- [Excerpt provided]:
========================================

- Official release poster
- Directed by: Darryl Yap
- Written by: Darryl Yap
- Produced by: Vincent del Rosario III; Vic del Rosario Jr.; Veronique del Rosario-Corpus; Hermie Go; Ianne Oandasan; June Torrejon-Rufino;
- Starring: Lassy Marquez; Kit Thompson; Ariella Arida; Bob Jbeili; Marion Aunor;
- Edited by: Vincent L. Asis
- Music by: Andrew R. Florentino
- Production companies: Viva Films; VinCentiments Entertainment;
- Distributed by: Vivamax
- Release date: October 15, 2021 (Philippines);
- Running time: 73 minutes
- Country: Philippines
- Language: Filipino

= Sarap Mong Patayin =

2021 black comedy thriller film directed by Darryl Yap

Sarap Mong Patayin (known as I'd Love to Kill) is a 2021 Philippine psychological comedy thriller film written and directed by Darryl Yap. It stars Lassy Marquez, Kit Thompson, Ariella Arida, Bob Jbeili and Marion Aunor. The film was the 12th film that Darryl Yap directed.

========================================

- [Activity list]:
[1] According to the Sarap Mong Patayin entry, what is the film's running time?
[2] Supply the next part of the Sarap Mong Patayin entry, picking up after its final sentence.
The listing after this point is not needed.

- [Stored data entries]:
========================================

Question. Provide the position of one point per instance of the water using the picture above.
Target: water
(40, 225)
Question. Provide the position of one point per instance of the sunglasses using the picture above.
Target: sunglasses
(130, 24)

========================================

- [Answers provided]:
[1] 73 minutes

[2]
==Plot==
Noel, a middle-aged gay pest exterminator, has spent years being invisible, disrespected by his clients, dismissed by society, and living in the shadow of people more attractive or desirable than him. His only solace is his friendship with Krista, a gorgeous and self-assured architect who has no idea that Noel secretly envies her beauty and ease in getting attention. Using Krista’s photos without her consent, Noel creates fake profiles on a hookup app called Course, pretending to be her and luring in handsome, horny men for amusement and validation.

One day, Noel matches with Yael, a chiseled, charming gym rat whose smoldering eyes hide a far more twisted personality. Yael seems too perfect, and when “Krista” (Noel’s catfish profile) arranges to meet him, Noel and the real Krista end up confronting the mistake together. But it’s too late. Yael tracks them down. His obsession with the girl in the photos turns into something unhinged when he realizes he’s been tricked.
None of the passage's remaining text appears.